Supplied records
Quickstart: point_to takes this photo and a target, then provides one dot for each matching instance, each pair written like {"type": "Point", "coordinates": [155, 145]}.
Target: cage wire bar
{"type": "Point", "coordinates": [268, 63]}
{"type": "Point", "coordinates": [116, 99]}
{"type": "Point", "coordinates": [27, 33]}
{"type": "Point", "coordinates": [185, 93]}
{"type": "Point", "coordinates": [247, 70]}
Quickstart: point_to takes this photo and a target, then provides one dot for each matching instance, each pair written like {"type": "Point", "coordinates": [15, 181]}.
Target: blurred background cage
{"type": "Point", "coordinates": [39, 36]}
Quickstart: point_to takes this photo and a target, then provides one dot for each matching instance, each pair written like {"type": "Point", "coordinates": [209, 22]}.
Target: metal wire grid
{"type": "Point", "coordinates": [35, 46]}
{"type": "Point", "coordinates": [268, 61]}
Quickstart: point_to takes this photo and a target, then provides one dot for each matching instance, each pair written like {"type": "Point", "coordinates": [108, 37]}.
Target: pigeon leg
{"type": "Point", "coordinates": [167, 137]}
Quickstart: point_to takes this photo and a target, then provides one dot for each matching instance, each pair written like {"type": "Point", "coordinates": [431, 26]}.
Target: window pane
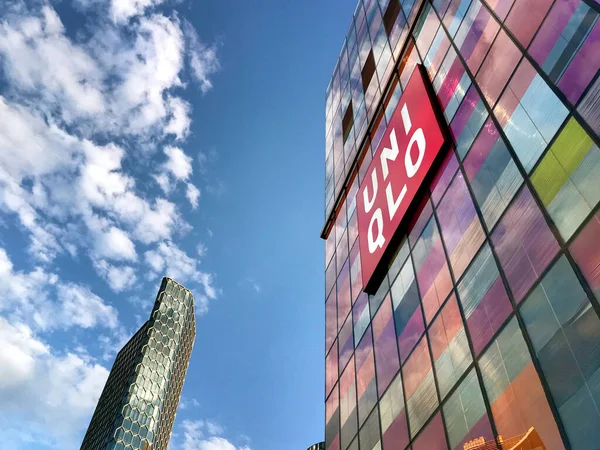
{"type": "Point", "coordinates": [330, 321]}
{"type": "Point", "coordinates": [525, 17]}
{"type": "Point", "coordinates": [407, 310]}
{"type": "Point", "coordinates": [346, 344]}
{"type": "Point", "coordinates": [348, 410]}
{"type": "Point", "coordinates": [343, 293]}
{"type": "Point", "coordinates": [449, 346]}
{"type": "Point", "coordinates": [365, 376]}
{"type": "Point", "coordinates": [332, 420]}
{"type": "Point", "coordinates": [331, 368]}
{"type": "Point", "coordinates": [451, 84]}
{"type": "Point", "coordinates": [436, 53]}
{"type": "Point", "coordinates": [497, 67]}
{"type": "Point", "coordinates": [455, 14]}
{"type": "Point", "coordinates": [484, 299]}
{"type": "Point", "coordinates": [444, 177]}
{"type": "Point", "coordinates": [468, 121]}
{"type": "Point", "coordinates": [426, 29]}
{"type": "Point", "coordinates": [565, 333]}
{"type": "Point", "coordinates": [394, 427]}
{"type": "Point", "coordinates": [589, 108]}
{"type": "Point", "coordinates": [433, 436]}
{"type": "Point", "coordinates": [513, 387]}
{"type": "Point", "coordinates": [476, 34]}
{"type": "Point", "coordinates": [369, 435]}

Task description
Set the listing down in full and exactly. Pictures within it should not appear in the copy.

Solved exercise
Quickstart: point_to takes this photo and a target, then provides one dot for each matching instance, each pair written like {"type": "Point", "coordinates": [155, 145]}.
Target: cage wire bar
{"type": "Point", "coordinates": [268, 63]}
{"type": "Point", "coordinates": [116, 99]}
{"type": "Point", "coordinates": [27, 33]}
{"type": "Point", "coordinates": [185, 93]}
{"type": "Point", "coordinates": [247, 70]}
Quickstart: point_to takes this photo and a target, then provides one dot for each matching instance, each pair written like {"type": "Point", "coordinates": [15, 181]}.
Target: blurred background cage
{"type": "Point", "coordinates": [39, 36]}
Quickstart: point_to takes this photo and a target, then provides one dot for each matching instance, each pair written like {"type": "Point", "coordinates": [209, 22]}.
Target: metal wire grid
{"type": "Point", "coordinates": [35, 46]}
{"type": "Point", "coordinates": [268, 61]}
Quickstart: point_to takes this photo and a target, then provides one dot for each matching instance, each pair written like {"type": "Point", "coordinates": [108, 37]}.
Target: pigeon leg
{"type": "Point", "coordinates": [167, 137]}
Quickstart: point_to takes this photo and a target, then provides one dot for each matching instance, each pair written like {"type": "Point", "coordinates": [431, 26]}.
Target: window pane
{"type": "Point", "coordinates": [330, 321]}
{"type": "Point", "coordinates": [525, 17]}
{"type": "Point", "coordinates": [407, 310]}
{"type": "Point", "coordinates": [346, 344]}
{"type": "Point", "coordinates": [348, 410]}
{"type": "Point", "coordinates": [343, 293]}
{"type": "Point", "coordinates": [449, 346]}
{"type": "Point", "coordinates": [365, 376]}
{"type": "Point", "coordinates": [332, 420]}
{"type": "Point", "coordinates": [331, 368]}
{"type": "Point", "coordinates": [451, 84]}
{"type": "Point", "coordinates": [436, 53]}
{"type": "Point", "coordinates": [497, 67]}
{"type": "Point", "coordinates": [455, 14]}
{"type": "Point", "coordinates": [484, 299]}
{"type": "Point", "coordinates": [444, 177]}
{"type": "Point", "coordinates": [468, 121]}
{"type": "Point", "coordinates": [426, 29]}
{"type": "Point", "coordinates": [565, 333]}
{"type": "Point", "coordinates": [394, 427]}
{"type": "Point", "coordinates": [589, 108]}
{"type": "Point", "coordinates": [433, 436]}
{"type": "Point", "coordinates": [513, 387]}
{"type": "Point", "coordinates": [476, 34]}
{"type": "Point", "coordinates": [369, 435]}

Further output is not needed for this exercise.